:: Supplied records
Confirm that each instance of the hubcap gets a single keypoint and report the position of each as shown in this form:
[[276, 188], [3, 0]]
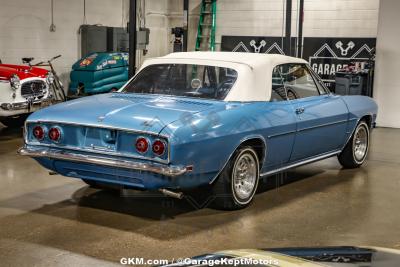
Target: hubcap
[[245, 176], [360, 144]]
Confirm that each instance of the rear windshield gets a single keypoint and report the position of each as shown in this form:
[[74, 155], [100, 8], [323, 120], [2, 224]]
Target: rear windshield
[[200, 81]]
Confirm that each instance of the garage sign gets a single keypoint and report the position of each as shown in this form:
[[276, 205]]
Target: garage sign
[[326, 55]]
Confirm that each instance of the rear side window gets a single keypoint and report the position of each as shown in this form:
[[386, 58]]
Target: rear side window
[[298, 81], [278, 88]]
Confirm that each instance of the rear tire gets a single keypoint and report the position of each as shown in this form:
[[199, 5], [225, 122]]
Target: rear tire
[[237, 184], [356, 150]]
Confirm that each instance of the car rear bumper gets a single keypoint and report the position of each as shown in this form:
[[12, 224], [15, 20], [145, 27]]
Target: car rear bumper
[[130, 164]]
::::
Render as a numbered list, leaving out any blank lines, the lines from the one containing "Confirm that each instance of the car" up to and including the last line of the records.

**The solution**
1. Confirm that each instance of the car rear bumper gets a single keypoint and report the position of each as shown in this form:
2. [[12, 224], [15, 20], [145, 27]]
3. Target: car rear bumper
4. [[130, 164]]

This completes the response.